▶ _Text provided_
··········
When I clean the cages (usually right after breeding season and in the fall) I wash down the insides with a bleach and water mixture.
I always check for dirty perches, and dirty perches are removed when they get soiled and replaced with clean ones. The perches are than washed in bleach and water and dried.
I use seed tube and water tube drinkers. Daily I dunk the drinkers in bleach and water, rinse and refill with fresh water.
I use the wooden or plastic twist perches, so they can be removed from the outside of cages easily without disturbing the birds to much.
I use Marths easy picking wood chips on the bottom of my cages, which I purchase from a livestock feed store near me.
In my cages, prior to adding the chips I put a layer of Ortho 5% dust, which will kill any bugs that might be around the cage area. Than I add the chips on top.
Molting time is very stressful on all birds. I give the birds the egg food mixture. This is given to the birds every other day during the molting time, than I taper it off when they’re done molting.
··········
▶ _Work instructions_
#1 List everything the cage-care text says is washed or dunked in bleach and water.
#2 Decide whether each statement agrees with the cage-care text, answering yes or no and quoting the words that decide it: (a) The wood chips are bought from a livestock feed store. (b) The egg food mixture is given to the birds every day during molting. (c) The Ortho 5% dust is spread over the top of the wood chips.
#3 Reproduce the cage-care text word for word, starting at "When I clean" and ending at "store near me.".

Stored data entries
··········
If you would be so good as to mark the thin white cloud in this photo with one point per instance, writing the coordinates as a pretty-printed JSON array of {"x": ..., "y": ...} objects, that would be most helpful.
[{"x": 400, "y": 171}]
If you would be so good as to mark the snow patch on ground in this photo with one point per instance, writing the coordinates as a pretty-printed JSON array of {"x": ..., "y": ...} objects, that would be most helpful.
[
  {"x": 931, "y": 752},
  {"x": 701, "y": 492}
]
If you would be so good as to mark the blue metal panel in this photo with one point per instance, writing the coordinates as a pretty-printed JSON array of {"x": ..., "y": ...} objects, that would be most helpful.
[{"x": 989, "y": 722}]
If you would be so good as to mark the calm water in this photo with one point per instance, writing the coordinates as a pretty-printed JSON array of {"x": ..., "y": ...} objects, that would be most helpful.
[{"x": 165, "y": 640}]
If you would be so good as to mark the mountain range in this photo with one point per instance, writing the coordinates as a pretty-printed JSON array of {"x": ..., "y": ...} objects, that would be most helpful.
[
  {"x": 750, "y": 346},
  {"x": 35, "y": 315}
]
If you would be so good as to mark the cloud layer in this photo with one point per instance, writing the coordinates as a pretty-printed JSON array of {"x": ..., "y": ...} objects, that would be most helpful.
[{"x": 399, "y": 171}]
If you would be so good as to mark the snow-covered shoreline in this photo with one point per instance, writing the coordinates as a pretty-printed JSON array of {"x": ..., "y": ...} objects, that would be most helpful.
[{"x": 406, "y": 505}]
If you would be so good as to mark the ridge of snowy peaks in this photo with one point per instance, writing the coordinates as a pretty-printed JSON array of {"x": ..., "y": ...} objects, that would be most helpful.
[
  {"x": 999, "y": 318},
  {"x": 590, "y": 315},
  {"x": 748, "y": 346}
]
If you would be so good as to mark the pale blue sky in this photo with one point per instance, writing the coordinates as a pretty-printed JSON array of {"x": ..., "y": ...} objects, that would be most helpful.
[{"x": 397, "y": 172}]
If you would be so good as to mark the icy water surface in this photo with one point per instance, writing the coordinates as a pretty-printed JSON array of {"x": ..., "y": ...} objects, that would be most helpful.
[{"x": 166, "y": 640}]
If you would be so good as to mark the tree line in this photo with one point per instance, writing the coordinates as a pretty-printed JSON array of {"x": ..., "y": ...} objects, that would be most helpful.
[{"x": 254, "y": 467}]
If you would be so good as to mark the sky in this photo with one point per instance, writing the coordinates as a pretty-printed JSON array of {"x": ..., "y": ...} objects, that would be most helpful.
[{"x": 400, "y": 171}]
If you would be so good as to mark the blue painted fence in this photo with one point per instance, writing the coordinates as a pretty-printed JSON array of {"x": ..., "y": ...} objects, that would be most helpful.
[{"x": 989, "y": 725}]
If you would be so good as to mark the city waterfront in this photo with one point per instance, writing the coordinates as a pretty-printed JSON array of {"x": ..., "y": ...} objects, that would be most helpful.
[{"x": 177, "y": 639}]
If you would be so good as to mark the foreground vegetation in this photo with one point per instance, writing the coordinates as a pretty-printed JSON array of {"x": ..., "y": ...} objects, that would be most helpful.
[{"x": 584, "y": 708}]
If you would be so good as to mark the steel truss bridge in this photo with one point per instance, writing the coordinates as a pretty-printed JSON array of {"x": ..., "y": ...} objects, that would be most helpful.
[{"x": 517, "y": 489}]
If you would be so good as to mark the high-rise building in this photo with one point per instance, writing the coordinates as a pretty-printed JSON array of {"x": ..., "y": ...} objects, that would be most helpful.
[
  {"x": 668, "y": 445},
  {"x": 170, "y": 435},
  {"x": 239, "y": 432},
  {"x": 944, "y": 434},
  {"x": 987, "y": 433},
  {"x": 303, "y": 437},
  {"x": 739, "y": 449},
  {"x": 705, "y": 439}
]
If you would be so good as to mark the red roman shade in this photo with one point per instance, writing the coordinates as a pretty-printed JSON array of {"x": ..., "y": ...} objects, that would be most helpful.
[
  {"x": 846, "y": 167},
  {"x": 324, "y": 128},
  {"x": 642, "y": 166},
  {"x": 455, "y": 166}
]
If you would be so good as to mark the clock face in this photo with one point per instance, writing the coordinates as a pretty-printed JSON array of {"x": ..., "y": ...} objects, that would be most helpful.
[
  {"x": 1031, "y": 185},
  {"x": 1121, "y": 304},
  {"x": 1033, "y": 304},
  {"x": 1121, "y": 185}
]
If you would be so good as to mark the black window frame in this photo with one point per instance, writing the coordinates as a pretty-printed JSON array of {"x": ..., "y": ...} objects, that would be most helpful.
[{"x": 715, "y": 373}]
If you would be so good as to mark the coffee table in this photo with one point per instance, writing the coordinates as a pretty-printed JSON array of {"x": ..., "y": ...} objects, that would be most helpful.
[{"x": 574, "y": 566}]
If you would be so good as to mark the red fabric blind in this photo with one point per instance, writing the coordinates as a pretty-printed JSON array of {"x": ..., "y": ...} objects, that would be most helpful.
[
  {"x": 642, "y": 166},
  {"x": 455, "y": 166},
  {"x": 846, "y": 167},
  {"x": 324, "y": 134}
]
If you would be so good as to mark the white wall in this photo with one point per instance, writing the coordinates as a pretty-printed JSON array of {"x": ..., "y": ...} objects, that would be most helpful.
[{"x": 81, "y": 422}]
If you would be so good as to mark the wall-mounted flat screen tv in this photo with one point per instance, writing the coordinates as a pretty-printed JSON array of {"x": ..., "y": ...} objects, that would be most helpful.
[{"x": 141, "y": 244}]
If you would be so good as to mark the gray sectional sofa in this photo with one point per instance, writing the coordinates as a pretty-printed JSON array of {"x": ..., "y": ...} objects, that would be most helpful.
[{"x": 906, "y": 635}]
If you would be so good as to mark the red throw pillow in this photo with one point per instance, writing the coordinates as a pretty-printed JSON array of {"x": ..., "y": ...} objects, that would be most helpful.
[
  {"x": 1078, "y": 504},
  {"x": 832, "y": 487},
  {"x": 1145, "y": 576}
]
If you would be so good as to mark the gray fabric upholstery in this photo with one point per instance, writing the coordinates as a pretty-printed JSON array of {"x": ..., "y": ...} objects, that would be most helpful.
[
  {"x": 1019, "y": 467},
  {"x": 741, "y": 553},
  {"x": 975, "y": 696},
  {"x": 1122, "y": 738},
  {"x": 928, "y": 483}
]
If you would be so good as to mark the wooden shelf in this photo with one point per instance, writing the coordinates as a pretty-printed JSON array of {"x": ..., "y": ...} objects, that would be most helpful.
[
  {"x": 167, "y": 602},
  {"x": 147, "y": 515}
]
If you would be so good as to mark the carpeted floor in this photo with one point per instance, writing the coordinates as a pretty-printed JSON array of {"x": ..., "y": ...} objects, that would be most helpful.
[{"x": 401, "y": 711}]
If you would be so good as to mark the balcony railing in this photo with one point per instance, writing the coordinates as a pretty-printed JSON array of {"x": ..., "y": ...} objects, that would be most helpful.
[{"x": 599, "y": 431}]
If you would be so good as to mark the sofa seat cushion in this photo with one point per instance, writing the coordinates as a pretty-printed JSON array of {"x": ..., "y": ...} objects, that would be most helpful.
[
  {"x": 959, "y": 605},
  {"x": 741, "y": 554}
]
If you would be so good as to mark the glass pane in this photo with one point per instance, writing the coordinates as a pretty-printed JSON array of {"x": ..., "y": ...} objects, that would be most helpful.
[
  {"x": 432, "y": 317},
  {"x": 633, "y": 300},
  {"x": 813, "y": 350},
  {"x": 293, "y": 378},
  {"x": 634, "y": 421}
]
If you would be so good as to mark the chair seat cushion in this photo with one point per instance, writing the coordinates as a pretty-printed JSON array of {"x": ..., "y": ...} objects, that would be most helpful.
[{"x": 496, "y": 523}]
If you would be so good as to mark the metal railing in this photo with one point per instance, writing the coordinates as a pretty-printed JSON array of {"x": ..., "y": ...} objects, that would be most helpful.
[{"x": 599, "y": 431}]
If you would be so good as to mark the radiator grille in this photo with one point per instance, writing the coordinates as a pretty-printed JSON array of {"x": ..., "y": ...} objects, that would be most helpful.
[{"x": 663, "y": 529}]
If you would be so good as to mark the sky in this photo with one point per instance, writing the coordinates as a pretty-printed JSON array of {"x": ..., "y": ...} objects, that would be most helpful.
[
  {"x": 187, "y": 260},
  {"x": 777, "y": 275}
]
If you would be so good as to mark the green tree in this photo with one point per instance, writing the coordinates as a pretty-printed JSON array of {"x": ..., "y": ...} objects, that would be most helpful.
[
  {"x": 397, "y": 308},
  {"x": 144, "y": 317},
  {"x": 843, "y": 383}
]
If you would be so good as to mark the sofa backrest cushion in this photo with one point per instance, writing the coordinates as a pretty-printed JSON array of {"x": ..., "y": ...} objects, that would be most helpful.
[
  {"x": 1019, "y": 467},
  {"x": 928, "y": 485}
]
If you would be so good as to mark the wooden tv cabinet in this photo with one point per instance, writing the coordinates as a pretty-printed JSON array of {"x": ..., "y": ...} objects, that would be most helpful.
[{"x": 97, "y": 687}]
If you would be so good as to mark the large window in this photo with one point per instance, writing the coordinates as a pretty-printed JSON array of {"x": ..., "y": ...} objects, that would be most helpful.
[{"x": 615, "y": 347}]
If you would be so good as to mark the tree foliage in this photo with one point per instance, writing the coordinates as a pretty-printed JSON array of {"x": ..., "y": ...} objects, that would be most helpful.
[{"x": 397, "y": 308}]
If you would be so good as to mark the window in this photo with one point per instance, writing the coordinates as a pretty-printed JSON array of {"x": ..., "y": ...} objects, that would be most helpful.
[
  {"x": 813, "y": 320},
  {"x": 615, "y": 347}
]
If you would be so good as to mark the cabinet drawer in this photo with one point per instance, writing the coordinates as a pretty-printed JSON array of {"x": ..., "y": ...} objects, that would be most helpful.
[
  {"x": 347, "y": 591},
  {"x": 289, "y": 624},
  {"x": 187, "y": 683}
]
··········
▶ _Results of the tasks_
#1
- the insides of the cages
- the perches
- the drinkers

#2
(a) Yes: "which I purchase from a livestock feed store near me"
(b) No: "This is given to the birds every other day during the molting time"
(c) No: "prior to adding the chips I put a layer of Ortho 5% dust"

#3
When I clean the cages (usually right after breeding season and in the fall) I wash down the insides with a bleach and water mixture.
I always check for dirty perches, and dirty perches are removed when they get soiled and replaced with clean ones. The perches are than washed in bleach and water and dried.
I use seed tube and water tube drinkers. Daily I dunk the drinkers in bleach and water, rinse and refill with fresh water.
I use the wooden or plastic twist perches, so they can be removed from the outside of cages easily without disturbing the birds to much.
I use Marths easy picking wood chips on the bottom of my cages, which I purchase from a livestock feed store near me.